* _Records_:
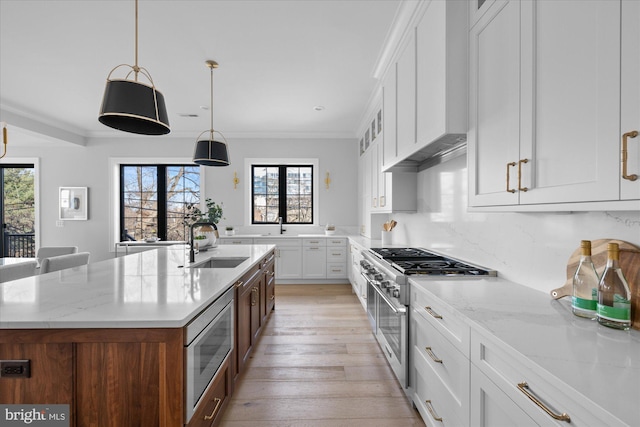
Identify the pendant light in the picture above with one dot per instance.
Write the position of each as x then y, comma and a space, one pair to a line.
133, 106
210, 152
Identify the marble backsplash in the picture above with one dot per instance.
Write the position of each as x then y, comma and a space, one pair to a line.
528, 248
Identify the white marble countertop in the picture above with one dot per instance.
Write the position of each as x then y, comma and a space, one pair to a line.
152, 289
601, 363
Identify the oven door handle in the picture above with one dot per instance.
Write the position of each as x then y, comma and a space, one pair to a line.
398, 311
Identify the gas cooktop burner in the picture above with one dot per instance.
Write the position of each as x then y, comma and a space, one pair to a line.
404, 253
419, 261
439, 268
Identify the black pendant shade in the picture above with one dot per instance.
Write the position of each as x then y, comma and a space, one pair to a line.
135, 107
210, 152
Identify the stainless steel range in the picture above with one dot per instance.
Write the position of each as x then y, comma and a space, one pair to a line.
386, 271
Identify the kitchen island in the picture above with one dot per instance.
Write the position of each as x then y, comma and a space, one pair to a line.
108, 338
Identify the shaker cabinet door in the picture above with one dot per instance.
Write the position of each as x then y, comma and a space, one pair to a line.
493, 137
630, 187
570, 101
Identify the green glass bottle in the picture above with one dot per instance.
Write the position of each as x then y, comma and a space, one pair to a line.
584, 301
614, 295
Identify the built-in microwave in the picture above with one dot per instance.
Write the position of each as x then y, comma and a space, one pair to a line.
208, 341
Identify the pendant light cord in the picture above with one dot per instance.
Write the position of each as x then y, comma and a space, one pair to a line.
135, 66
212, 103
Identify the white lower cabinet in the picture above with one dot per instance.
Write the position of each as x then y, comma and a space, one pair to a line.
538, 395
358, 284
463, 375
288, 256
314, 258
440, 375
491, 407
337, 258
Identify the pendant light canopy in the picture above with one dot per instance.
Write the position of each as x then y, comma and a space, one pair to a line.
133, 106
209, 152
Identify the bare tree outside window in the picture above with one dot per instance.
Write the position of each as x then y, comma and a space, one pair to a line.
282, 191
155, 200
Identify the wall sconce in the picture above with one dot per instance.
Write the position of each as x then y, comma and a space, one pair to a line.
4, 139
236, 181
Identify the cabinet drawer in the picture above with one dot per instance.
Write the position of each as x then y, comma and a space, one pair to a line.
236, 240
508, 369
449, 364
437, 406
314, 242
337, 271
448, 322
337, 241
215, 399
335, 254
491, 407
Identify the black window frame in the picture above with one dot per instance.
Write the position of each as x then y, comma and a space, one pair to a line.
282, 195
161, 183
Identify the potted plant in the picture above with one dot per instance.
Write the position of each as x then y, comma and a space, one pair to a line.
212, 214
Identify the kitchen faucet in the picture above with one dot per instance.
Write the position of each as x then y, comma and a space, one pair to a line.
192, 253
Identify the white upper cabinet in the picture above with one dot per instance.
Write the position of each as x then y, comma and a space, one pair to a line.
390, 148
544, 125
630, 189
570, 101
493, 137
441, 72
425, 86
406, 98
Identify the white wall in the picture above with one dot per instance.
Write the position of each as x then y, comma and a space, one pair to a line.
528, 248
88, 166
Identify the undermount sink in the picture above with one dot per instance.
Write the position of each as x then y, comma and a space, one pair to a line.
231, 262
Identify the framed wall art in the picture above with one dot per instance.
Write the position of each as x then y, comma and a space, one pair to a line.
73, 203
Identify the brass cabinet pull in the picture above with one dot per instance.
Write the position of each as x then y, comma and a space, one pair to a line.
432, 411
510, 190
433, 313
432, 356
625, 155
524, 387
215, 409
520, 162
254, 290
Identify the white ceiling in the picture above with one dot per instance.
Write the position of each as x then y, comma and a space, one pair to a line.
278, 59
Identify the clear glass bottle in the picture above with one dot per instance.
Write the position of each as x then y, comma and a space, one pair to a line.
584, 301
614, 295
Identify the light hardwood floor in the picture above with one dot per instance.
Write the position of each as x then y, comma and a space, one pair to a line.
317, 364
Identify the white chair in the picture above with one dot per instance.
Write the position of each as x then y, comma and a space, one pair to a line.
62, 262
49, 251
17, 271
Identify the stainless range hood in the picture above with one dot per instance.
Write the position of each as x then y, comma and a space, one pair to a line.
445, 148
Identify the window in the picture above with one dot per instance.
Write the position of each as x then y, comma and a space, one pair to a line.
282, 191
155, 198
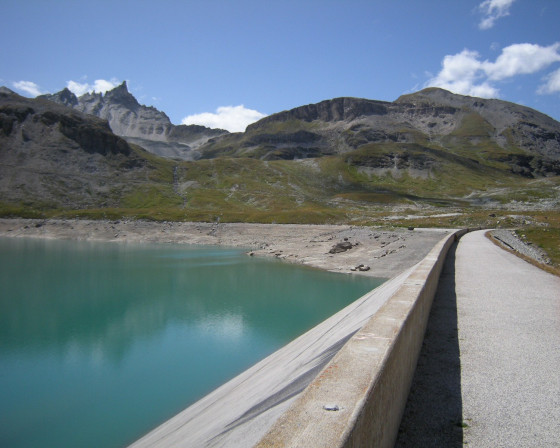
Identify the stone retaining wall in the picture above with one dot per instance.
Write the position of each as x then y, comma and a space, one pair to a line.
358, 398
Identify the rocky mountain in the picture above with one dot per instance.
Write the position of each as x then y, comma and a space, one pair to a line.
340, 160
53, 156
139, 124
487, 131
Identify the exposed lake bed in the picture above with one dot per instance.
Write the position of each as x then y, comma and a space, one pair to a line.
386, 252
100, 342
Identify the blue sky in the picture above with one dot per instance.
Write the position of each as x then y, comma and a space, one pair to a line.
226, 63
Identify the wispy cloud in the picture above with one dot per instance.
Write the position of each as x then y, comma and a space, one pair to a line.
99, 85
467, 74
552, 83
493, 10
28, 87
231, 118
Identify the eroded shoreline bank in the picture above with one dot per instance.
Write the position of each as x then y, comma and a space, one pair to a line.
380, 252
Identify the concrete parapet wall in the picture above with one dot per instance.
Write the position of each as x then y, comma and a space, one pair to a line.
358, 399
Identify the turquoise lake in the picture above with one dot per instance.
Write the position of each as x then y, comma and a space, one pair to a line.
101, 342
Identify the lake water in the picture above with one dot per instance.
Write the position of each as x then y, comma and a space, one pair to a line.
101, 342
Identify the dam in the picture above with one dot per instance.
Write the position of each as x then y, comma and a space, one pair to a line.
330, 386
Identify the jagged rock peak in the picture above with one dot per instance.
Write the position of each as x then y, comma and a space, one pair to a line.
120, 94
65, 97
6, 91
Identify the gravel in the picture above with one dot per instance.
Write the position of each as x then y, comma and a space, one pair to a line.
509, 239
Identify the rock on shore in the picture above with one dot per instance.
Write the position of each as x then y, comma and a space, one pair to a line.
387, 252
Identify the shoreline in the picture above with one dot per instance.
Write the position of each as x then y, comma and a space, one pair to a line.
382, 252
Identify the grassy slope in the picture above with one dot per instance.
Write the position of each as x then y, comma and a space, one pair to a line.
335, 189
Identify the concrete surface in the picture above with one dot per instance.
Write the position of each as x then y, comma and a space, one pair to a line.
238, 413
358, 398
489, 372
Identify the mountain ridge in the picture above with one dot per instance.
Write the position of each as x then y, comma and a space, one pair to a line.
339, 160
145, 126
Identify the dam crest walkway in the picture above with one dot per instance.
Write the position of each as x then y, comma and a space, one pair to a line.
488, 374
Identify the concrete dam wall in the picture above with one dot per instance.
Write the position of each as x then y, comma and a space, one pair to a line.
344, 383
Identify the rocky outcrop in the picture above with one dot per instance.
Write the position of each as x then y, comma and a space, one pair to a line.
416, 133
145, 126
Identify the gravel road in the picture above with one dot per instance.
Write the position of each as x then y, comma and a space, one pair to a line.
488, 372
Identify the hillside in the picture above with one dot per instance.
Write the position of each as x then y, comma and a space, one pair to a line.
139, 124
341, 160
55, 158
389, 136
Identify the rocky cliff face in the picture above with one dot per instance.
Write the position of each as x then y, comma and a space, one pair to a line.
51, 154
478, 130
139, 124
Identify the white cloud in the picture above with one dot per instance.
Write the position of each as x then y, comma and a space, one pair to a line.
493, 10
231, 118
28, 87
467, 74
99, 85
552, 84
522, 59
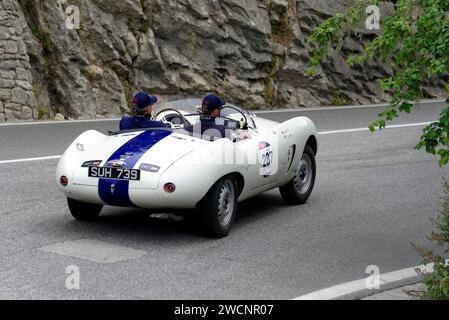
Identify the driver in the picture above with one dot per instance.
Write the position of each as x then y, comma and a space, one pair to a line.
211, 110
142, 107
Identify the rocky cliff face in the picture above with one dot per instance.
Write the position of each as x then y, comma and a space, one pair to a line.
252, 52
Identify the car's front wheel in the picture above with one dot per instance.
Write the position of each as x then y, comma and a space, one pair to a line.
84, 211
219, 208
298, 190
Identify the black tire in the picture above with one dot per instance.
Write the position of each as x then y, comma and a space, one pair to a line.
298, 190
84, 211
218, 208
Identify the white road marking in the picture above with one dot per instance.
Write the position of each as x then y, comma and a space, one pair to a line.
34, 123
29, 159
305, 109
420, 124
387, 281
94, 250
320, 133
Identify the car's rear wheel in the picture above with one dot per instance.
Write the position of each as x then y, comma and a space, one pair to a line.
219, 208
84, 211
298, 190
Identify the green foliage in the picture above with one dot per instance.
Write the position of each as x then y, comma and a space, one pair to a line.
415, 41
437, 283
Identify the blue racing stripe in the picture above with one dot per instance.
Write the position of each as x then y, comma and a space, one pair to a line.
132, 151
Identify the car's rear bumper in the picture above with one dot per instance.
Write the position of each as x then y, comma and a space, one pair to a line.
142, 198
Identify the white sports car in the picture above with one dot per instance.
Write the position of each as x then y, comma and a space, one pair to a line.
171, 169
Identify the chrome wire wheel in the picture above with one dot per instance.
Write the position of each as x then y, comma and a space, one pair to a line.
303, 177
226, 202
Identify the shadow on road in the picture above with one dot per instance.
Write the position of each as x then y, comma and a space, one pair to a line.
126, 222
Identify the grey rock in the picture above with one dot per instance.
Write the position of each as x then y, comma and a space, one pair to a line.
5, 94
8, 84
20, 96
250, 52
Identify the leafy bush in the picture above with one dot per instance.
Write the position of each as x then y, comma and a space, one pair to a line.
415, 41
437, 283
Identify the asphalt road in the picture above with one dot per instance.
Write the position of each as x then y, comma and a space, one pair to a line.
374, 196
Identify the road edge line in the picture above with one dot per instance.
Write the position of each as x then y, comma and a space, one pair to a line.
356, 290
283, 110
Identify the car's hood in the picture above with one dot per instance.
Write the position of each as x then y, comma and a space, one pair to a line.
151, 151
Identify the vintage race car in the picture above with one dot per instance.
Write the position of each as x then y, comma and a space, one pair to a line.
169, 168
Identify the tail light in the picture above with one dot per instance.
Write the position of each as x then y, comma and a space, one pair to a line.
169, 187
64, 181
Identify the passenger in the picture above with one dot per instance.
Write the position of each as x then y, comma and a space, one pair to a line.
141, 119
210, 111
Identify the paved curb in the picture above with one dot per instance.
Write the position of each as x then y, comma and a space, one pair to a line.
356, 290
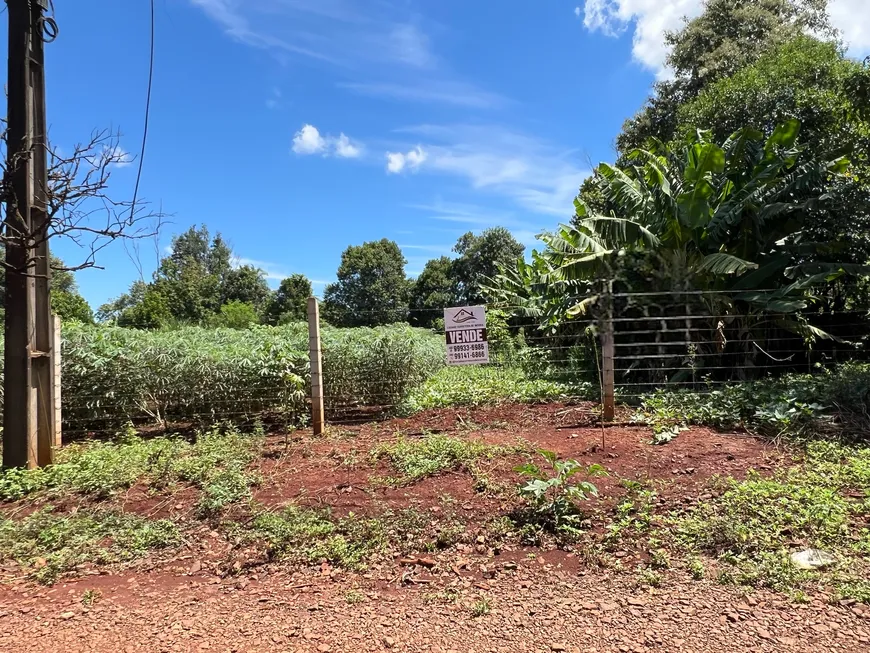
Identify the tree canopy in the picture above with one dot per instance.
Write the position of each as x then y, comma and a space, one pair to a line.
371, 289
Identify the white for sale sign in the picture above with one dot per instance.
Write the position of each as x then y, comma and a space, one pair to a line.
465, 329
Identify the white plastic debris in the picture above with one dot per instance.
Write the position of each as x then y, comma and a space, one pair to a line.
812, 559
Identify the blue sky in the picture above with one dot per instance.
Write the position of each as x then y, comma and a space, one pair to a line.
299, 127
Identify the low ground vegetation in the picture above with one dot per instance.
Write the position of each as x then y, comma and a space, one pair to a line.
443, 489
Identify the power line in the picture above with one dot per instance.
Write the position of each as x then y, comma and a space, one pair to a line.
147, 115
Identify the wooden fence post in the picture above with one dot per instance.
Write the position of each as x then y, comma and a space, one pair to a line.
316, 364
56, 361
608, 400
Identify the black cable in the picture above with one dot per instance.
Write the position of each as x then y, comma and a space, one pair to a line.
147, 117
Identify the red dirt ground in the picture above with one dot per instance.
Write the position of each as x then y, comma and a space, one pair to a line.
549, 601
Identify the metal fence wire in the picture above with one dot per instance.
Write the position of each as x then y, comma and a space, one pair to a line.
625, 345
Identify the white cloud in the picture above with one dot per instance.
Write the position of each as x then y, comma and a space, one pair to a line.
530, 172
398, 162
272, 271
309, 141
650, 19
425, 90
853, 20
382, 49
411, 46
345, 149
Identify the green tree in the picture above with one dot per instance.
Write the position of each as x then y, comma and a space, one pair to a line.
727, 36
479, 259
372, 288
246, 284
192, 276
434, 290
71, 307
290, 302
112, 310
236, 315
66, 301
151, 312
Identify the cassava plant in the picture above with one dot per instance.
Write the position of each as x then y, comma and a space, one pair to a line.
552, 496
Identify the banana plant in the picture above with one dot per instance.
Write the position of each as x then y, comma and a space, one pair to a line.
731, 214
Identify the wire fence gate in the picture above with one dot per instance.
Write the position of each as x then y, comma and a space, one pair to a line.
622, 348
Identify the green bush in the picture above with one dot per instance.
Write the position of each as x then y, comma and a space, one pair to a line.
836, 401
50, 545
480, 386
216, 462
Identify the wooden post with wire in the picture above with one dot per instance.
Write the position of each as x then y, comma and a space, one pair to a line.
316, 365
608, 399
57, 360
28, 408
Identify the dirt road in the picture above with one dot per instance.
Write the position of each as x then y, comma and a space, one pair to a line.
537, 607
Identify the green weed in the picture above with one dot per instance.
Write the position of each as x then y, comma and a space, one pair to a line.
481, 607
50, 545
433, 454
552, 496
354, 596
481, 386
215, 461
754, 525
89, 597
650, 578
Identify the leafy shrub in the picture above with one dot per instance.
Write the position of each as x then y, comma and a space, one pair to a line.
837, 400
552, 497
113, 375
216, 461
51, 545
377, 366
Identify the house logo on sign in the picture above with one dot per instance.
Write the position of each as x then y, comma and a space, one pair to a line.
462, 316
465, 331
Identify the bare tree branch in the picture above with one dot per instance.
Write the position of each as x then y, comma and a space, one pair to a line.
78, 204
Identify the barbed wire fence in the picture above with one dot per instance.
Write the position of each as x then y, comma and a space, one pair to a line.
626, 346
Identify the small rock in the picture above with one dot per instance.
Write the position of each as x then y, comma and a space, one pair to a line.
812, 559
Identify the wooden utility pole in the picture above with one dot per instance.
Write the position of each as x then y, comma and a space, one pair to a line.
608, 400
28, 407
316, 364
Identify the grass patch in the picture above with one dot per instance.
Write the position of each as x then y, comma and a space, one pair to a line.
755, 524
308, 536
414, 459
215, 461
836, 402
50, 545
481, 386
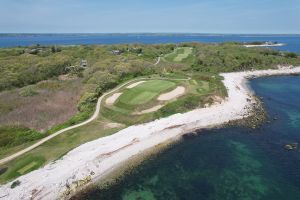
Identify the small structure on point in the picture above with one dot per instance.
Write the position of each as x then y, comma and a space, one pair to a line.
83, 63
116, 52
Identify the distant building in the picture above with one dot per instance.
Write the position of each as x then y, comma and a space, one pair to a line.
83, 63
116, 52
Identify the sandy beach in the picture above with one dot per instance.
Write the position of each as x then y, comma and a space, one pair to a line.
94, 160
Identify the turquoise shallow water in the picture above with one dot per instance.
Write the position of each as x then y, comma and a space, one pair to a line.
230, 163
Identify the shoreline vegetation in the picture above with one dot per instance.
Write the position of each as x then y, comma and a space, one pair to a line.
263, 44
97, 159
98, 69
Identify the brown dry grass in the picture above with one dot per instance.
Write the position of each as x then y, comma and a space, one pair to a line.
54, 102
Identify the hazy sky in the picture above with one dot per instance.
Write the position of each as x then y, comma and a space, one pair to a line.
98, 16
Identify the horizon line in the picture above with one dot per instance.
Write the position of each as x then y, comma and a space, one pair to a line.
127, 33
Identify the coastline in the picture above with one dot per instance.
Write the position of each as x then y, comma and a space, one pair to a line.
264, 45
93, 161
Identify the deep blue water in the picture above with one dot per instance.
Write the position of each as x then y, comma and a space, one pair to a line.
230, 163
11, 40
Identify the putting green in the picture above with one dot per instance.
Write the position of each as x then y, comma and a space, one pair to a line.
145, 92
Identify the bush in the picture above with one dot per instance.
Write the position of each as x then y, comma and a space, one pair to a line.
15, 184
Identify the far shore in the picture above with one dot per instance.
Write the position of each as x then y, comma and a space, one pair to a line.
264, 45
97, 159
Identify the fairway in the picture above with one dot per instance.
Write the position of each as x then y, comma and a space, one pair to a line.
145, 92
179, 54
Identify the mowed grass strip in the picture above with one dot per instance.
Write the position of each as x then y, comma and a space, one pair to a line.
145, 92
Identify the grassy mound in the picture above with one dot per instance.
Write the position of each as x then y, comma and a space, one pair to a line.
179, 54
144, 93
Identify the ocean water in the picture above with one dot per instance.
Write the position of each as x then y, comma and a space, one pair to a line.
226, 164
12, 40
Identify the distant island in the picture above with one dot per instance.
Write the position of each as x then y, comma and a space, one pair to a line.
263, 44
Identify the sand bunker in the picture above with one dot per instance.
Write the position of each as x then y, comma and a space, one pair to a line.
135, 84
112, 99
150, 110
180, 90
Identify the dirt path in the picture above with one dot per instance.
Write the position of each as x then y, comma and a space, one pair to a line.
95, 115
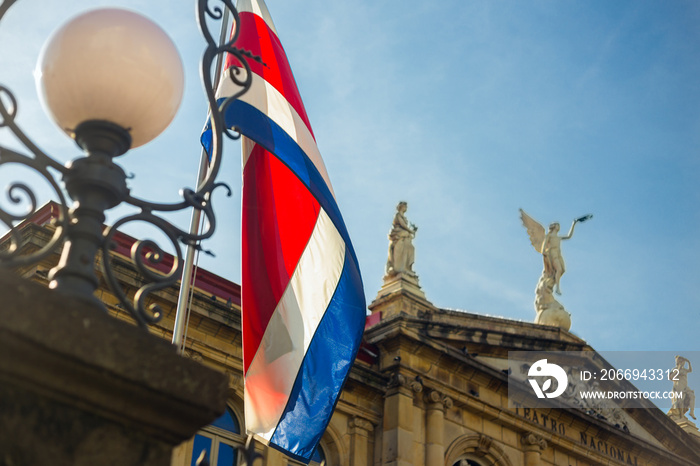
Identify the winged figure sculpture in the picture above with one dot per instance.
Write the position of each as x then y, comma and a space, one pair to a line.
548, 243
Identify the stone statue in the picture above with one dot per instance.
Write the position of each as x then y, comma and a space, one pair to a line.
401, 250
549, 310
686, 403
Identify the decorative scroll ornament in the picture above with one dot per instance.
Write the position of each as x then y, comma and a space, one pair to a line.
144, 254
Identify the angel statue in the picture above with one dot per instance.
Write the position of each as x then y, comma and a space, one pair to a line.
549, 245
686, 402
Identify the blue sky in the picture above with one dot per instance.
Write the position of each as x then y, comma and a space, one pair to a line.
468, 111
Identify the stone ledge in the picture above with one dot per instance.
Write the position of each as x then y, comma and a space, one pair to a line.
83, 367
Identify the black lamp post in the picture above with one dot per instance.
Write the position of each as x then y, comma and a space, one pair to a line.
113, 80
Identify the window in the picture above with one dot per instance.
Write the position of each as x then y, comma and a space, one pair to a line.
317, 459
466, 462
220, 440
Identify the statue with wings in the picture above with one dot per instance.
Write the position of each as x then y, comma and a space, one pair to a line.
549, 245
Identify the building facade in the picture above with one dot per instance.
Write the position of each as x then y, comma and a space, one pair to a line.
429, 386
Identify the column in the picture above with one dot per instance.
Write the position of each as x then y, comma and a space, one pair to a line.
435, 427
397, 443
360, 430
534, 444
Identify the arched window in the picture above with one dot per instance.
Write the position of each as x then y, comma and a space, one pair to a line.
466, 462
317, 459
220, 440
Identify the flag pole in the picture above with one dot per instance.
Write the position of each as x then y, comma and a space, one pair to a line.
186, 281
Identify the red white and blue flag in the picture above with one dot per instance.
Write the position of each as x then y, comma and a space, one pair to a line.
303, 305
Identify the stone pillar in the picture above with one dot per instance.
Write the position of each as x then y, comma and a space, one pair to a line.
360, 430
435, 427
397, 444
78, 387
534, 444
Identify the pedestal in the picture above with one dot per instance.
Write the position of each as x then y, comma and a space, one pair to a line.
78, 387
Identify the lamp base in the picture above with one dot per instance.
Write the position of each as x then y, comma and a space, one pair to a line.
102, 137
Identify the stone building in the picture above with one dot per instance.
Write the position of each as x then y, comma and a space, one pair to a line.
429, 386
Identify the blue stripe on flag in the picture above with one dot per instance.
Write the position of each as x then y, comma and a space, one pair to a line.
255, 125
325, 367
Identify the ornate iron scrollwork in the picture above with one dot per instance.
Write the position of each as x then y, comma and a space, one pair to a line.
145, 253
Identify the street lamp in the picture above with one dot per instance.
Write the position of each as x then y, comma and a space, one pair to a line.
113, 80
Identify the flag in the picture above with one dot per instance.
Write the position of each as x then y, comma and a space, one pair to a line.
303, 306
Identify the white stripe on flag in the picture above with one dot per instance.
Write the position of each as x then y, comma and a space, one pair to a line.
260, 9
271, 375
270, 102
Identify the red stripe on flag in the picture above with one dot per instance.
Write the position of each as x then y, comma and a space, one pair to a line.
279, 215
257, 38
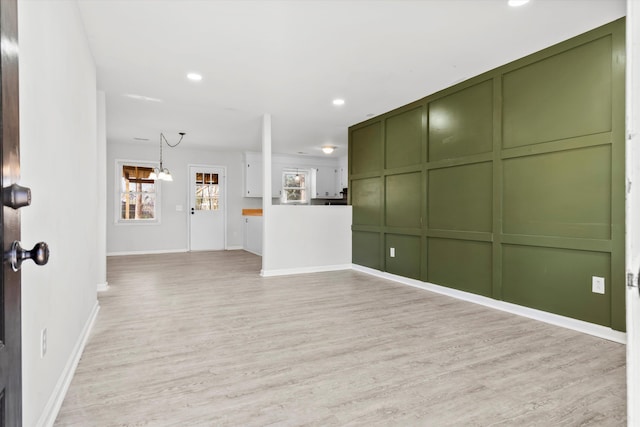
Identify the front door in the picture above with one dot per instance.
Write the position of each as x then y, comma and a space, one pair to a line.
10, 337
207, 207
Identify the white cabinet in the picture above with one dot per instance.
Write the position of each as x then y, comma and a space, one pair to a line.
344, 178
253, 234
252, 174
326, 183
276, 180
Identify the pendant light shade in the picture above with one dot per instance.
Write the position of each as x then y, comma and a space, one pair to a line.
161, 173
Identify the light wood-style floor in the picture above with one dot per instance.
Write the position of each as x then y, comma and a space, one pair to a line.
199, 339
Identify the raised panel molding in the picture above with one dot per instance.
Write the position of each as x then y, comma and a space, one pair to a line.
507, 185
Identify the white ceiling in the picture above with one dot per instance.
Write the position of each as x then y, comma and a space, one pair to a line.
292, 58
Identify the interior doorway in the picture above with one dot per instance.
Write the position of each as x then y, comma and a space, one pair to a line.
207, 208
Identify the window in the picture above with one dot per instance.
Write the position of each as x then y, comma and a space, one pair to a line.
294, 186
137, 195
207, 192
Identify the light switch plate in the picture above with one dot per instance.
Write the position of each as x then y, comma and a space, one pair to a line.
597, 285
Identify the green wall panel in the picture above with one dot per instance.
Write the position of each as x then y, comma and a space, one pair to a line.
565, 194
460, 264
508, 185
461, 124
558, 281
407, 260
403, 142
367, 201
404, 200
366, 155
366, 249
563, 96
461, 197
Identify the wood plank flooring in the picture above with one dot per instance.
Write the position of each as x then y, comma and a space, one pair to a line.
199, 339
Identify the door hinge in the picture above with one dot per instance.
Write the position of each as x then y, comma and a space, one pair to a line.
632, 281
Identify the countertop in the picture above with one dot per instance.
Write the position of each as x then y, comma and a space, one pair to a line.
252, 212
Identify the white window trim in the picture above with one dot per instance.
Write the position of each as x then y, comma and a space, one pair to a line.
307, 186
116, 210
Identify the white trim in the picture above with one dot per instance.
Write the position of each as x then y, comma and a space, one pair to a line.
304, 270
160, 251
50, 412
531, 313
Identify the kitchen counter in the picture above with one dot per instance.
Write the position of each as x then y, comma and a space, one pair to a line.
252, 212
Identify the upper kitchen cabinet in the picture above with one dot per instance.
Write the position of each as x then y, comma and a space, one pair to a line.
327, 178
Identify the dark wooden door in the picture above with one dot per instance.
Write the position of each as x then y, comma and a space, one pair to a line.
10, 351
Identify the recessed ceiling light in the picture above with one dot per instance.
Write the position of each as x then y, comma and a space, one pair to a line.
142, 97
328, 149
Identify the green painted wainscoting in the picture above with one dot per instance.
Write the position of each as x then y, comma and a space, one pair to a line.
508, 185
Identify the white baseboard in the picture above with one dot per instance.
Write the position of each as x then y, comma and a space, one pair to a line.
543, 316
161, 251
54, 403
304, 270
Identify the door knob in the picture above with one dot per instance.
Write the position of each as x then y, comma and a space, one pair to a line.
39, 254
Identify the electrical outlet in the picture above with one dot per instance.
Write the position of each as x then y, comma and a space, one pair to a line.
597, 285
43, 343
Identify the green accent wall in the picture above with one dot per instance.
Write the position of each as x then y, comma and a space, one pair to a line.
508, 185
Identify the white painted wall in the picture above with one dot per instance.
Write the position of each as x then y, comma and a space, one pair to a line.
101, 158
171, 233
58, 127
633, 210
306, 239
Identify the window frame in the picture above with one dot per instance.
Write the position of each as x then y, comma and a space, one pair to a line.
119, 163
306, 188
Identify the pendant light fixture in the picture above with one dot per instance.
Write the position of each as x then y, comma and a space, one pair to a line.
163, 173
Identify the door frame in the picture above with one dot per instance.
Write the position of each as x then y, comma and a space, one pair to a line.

* _Problem requirements_:
Exactly and exclusively, repeat the lines from the line that contains "Identify the recessed" through the end of the records, both ends included.

* _Output for this task_:
Identify the recessed ceiling light in the picture above with one dot per instance.
Write the position of each as x then y, comma and a space, one pair to a line.
142, 97
328, 149
Identify the green painted wainscoting in the picture above with one dot per instance.
Write the position of each as x then y, comma and a space, one pair to a line.
508, 185
Identify the white baseboard in the picture above with one dot per instance.
Write the position of each as x then y, comma and a space, one pair to a line.
543, 316
161, 251
54, 403
304, 270
Identify the door knob in the picture above with one dot per instance.
Write the position of each as x then y, comma and a space, one pair to a line.
39, 254
Identify the electrical outlet in the picture above with one dot per instance.
Write the position of each as x then y, comma and a space, one pair to a line.
597, 285
43, 343
Identify the green accent wall in the picture above with one dot per instance.
Write the position of each as x then y, comma and a space, one pair to a line.
508, 185
Identify the white painted wall in the picture above with one dot per instance.
Write the position of each as x then y, comma and a space, one pair to a line.
101, 158
171, 233
58, 127
633, 210
306, 239
Identify the window frame in the picture above with one dot per instance.
Write the position of each as x then y, comma and a space, one pair to a line.
119, 163
306, 188
Identify the pendant light fixture in the picture above with one dot per instance.
Write the position of each as x then y, comma and a space, one pair to a line.
163, 173
Identify the door frame in the picture above with one dot per instance.
Write the position of each as x then y, comma and a space, one pair to a line.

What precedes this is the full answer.